# Provided passage

= Beginning of Section =

Aaron Rodgers plays the victim as well as he plays football. Maybe even better.

It must be exhausting to be Aaron Rodgers.

A calculated business decision by the Green Bay Packers will now be used as the next slight to fuel him. It’s the story of his entire career, one that’s made him one of the greatest quarterbacks in NFL history.

But my God, has it grown tiresome.

The quarterback insisted Wednesday there are no hard feelings with his soon-to-be-former team and said he understands why the Green Bay Packers want to move on. But his not-so-subtle digs at the organization – an organization that has increasingly indulged him in recent years, I might add – and his explanation for why he now wants to play when just a few weeks ago he was certain he didn’t, told a different story.

“There isn’t a bad guy in the situation as long as everything gets resolved the right way,” Rodgers said during his hourlong appearance on "The Pat McAfee Show."

“They want to move on, and now I want to play.”

The NFL is a business. An unrelenting one that leaves no room for sentimentality or indecision. At 39, Rodgers has already cheated Mother Nature by a season or two. Tom Brady aside, most quarterbacks his age are more suited for a headset and a clipboard, not another season as a starter.

Aaron Rodgers popped off on the Packers on Wednesday.
Aaron Rodgers popped off on the Packers on Wednesday.

Rodgers might only be a year removed from his fourth MVP award, but he also just had the worst season since his first as a starter. The Packers can’t afford to gamble on which one is more likely to happen again, especially when a wrong decision could derail the franchise for the next decade or more.

“They like to get rid of players a year early instead of a year late,” Rodgers said.

Well, yes. That’s what winning organizations do.

WILD INTERVIEW: The 10 most interesting things Aaron Rodgers said during "Pat McAfee Show" interview

Better to let someone go too soon than be saddled with a veteran in decline who is eating up precious cap space. Better to find out now, while he still comes cheap, if Jordan Love can be a franchise quarterback and come up with a Plan B if he’s not.

“There’s a way of doing it that allows a man to keep his dignity,” Rodgers said of Green Bay moving on.

The Packers tried that, and look where it got them.

Green Bay’s front office initially said it was Rodgers’ choice whether to return or not, and he said after the season finale that he was “not gonna hold them hostage” by dragging out his decision. But January turned into February and February turned into March, and the Packers were still just as much in the dark as Rodgers was when he was sitting with his feelings in the wilderness.

“When I came out of the darkness, something changed. I’m not exactly sure what that was, but something changed,” Rodgers said. “I heard from multiple people that I trust around the league, players mostly, that there was some shopping going on. They were interested in actually moving me.”

That’s how it works. Business decisions are made on the facts as you know them, not on what might be or signs from the universe. Rodgers said he would have appreciated “direct communication” from the Packers but I bet they would have, too, rather than the hints he’d drop here and there.

Rodgers has gotten used to calling the shots in Green Bay and, to a degree, the Packers owed him that. They went from one Hall of Fame quarterback to another, winning the Super Bowl in Rodgers’ third season as a starter.

He took the Packers to the NFC Championship four other times and owned the NFC North. That roar you heard from the Midwest on Wednesday afternoon was not waves crashing along the shores of Lake Michigan.

This wasn’t a one-sided relationship, though. Rodgers got plenty out of Green Bay, too. The Packers kept or brought back players and coaches because Rodgers wanted them to. When he lied about his vaccination status in 2021, when the NFL was hyper-vigilant about COVID protocols, the Packers and their fanbase had his back.

Even his growing eccentricities were tolerated more than they would have been in other markets.

But Rodgers wanted to be kingmaker and was shocked when the Packers were no longer interested.

“It is what it is,” he said. “The Packers would like to move on. They’ve let me know that in so many words. They’ve let other people know that in direct words.”

For someone who insists he’s not a victim, Rodgers sure can play one well.

= End of Section =

# Actions to take
a) According to the column about Aaron Rodgers, in which of his seasons as a starter did the Packers win the Super Bowl?
b) Reproduce the column about Aaron Rodgers from "Green Bay’s front" up to and including "in the wilderness.".
c) Render this sentence from the column about Aaron Rodgers in Spanish: "Even his growing eccentricities were tolerated more than they would have been in other markets."
The material that follows is separate from the column about Aaron Rodgers.

# Entries supplied

= Beginning of Section =

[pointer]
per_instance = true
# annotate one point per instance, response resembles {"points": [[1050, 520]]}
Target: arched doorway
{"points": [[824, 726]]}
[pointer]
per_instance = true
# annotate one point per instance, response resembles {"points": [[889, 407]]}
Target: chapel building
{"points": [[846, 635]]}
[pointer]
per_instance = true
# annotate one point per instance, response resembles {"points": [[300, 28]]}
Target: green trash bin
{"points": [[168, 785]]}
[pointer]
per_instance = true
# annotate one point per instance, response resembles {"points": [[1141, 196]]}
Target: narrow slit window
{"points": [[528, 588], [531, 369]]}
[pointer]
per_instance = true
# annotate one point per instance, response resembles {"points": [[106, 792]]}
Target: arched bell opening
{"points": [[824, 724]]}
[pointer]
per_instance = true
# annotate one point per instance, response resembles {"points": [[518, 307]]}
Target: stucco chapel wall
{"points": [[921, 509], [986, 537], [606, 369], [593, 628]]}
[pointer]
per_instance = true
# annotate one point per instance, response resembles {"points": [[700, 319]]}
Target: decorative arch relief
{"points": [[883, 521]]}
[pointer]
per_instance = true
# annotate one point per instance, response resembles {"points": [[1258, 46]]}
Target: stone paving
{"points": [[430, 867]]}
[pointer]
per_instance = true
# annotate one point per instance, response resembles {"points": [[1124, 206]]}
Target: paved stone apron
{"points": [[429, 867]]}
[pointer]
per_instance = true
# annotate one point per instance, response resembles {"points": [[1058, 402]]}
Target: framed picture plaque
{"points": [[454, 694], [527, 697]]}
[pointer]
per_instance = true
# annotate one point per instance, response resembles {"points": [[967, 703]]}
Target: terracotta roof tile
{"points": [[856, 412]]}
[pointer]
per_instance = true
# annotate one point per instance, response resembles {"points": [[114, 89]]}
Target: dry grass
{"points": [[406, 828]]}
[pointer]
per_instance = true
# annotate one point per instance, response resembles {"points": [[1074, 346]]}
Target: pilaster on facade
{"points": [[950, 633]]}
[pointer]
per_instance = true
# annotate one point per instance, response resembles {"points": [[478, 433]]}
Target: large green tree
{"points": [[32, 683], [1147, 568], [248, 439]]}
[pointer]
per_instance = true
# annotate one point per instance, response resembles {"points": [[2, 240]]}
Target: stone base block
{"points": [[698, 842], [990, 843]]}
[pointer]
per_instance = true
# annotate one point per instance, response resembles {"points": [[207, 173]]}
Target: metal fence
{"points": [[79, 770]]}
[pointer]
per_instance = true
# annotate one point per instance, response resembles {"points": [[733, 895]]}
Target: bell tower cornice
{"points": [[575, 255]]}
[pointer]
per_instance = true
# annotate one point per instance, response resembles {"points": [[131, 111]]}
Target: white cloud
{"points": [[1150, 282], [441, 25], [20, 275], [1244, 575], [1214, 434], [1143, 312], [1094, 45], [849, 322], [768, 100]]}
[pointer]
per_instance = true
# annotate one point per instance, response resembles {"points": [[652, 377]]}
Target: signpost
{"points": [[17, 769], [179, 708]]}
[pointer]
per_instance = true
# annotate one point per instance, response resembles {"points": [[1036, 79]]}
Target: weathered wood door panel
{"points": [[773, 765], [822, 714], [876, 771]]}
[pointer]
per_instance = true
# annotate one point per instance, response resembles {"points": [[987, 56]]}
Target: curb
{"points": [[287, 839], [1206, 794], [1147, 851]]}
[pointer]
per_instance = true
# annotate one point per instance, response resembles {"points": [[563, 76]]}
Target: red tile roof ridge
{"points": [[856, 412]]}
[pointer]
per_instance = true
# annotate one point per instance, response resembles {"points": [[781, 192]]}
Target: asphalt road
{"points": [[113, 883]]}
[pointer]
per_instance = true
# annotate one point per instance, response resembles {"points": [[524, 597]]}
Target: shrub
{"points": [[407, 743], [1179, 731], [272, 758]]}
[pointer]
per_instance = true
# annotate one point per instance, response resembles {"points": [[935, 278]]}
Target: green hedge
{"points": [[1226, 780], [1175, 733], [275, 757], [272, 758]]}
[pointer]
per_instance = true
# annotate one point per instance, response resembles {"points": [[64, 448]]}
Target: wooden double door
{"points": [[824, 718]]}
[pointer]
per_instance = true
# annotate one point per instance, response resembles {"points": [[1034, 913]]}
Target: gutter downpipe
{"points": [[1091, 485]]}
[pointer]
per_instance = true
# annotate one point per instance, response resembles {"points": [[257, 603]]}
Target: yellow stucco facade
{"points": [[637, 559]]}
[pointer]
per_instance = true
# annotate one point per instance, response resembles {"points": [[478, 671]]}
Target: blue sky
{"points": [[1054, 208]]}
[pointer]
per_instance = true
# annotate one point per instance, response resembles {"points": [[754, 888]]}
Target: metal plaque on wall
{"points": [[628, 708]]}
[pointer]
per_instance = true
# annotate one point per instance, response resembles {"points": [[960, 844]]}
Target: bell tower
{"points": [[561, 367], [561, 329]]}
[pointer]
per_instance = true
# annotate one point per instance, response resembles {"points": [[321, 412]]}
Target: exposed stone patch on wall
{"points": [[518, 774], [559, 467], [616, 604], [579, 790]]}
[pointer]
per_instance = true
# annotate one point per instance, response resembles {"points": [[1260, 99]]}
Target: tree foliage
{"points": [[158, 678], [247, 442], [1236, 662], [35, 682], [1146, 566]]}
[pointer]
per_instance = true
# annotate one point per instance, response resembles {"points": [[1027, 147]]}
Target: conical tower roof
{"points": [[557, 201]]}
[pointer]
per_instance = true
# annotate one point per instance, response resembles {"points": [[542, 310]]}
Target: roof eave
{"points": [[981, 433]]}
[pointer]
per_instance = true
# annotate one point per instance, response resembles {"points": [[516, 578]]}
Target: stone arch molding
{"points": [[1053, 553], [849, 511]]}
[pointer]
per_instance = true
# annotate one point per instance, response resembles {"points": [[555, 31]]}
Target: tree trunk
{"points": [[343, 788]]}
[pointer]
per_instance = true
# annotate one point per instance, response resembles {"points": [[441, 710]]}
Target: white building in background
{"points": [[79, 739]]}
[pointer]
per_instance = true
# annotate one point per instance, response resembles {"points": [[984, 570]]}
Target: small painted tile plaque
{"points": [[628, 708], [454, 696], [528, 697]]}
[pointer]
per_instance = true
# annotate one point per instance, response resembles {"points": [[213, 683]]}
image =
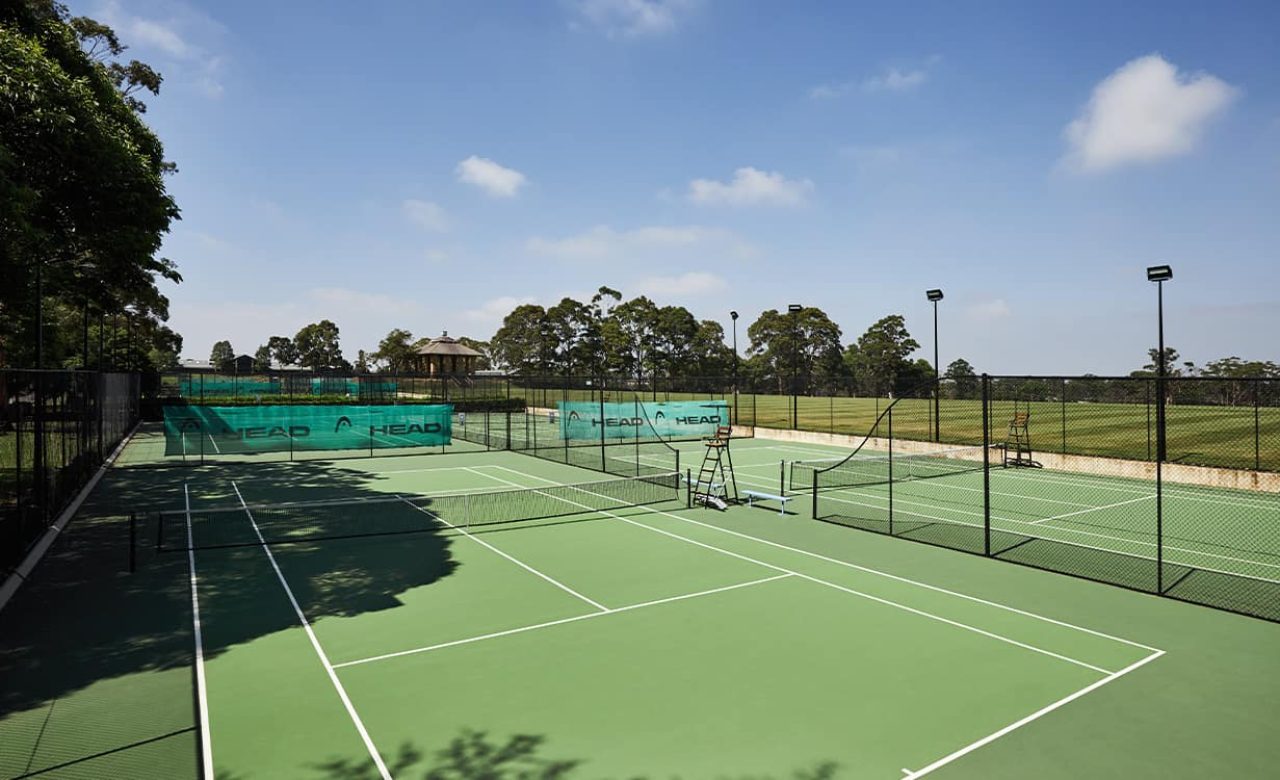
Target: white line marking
{"points": [[1132, 486], [512, 559], [206, 747], [892, 576], [315, 643], [561, 621], [821, 582], [1036, 715], [1093, 509]]}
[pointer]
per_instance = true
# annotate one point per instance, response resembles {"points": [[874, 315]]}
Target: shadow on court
{"points": [[475, 756], [96, 662]]}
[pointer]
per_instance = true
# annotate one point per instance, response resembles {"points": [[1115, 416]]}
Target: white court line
{"points": [[805, 576], [315, 643], [1069, 530], [878, 573], [1031, 717], [206, 748], [561, 621], [1173, 489], [512, 559], [1093, 509]]}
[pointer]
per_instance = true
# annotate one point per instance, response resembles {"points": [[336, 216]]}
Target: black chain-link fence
{"points": [[1200, 525], [56, 428]]}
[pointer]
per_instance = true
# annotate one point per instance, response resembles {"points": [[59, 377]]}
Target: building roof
{"points": [[443, 345]]}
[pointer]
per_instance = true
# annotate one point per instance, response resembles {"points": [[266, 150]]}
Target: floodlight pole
{"points": [[732, 315], [794, 309], [935, 296], [1160, 274]]}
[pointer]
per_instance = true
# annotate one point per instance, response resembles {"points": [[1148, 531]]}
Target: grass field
{"points": [[641, 642]]}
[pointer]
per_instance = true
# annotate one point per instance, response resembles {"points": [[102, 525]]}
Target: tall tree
{"points": [[630, 342], [396, 351], [318, 346], [263, 359], [881, 355], [804, 345], [223, 356], [484, 363], [521, 342], [83, 206], [283, 350], [964, 378]]}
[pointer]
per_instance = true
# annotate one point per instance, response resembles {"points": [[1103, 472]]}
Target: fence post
{"points": [[891, 470], [1160, 479], [1064, 415], [986, 464]]}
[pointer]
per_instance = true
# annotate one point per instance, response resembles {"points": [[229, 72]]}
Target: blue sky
{"points": [[428, 165]]}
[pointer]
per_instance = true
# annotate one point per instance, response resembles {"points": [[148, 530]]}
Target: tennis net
{"points": [[859, 471], [321, 520]]}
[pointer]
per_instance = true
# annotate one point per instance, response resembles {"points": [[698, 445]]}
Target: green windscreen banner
{"points": [[275, 428], [629, 420]]}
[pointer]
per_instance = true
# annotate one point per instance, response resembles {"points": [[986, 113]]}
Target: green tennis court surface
{"points": [[624, 632]]}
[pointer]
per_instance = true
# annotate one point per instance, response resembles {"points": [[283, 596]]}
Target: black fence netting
{"points": [[1124, 500], [56, 428]]}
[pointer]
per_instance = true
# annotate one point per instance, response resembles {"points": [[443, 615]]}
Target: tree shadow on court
{"points": [[475, 756], [82, 619]]}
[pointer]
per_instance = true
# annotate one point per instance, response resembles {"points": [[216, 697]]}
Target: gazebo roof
{"points": [[443, 345]]}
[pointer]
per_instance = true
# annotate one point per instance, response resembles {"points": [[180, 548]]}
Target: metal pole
{"points": [[1160, 439], [1160, 374], [40, 316], [937, 378], [986, 465]]}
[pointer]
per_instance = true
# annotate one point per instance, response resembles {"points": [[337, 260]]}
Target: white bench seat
{"points": [[763, 496]]}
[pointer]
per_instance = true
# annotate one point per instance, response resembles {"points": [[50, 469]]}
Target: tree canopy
{"points": [[83, 205]]}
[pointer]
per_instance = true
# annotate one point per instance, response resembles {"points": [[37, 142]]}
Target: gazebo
{"points": [[444, 355]]}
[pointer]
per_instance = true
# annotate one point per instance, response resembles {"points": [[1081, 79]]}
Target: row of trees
{"points": [[83, 204], [315, 347], [639, 340]]}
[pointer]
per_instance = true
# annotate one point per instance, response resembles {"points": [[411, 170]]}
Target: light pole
{"points": [[1160, 274], [935, 296], [794, 313], [732, 315]]}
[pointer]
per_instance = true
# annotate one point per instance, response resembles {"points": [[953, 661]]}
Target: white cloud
{"points": [[604, 242], [425, 214], [891, 80], [684, 286], [869, 156], [490, 177], [1142, 113], [750, 187], [492, 311], [895, 81], [155, 33], [631, 18], [342, 301], [184, 36], [987, 311]]}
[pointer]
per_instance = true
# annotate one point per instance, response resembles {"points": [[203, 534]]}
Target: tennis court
{"points": [[624, 626], [375, 617]]}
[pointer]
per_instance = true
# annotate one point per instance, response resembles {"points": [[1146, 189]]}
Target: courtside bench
{"points": [[762, 496]]}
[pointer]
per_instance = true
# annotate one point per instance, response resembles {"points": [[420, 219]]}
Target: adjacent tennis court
{"points": [[385, 617]]}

= End of Section =

# Task-by-task results
a) His third season as a starter.

b)
Green Bay’s front office initially said it was Rodgers’ choice whether to return or not, and he said after the season finale that he was “not gonna hold them hostage” by dragging out his decision. But January turned into February and February turned into March, and the Packers were still just as much in the dark as Rodgers was when he was sitting with his feelings in the wilderness.

c) Incluso sus crecientes excentricidades fueron toleradas más de lo que lo habrían sido en otros mercados.